[Point-per-instance localization data]
──────────────────────────────

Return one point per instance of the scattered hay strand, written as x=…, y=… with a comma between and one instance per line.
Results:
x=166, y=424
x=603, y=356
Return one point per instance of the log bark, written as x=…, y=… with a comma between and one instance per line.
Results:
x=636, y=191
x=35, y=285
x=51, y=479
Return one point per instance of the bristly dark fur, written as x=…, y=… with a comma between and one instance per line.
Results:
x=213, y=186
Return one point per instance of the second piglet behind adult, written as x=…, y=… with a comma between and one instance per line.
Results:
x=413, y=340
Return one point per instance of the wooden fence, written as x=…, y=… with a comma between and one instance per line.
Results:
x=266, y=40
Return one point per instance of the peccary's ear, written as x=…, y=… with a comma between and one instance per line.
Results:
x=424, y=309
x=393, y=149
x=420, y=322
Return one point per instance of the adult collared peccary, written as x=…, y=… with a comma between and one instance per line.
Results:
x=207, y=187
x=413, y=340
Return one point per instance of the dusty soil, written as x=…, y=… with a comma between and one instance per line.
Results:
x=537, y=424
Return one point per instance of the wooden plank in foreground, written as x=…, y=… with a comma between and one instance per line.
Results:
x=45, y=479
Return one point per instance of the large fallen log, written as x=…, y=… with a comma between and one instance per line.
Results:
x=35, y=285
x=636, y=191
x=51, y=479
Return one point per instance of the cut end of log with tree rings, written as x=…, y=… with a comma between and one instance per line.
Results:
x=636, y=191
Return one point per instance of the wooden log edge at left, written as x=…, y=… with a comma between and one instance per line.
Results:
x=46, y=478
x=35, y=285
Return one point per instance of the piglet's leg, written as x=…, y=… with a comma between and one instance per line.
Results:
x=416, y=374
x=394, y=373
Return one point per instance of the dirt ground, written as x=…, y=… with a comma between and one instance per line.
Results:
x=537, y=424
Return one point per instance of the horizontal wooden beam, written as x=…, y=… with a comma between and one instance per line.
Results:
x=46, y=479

──────────────────────────────

Task instructions »
All lines from the one containing "Return one point per instance of the horizontal" through the final line of the records above are to be set down exactly, and no other line is to appear.

Response area »
Return one point per instance of the horizontal wooden beam, written as x=…, y=… with a comma between and one instance per line.
Results:
x=46, y=479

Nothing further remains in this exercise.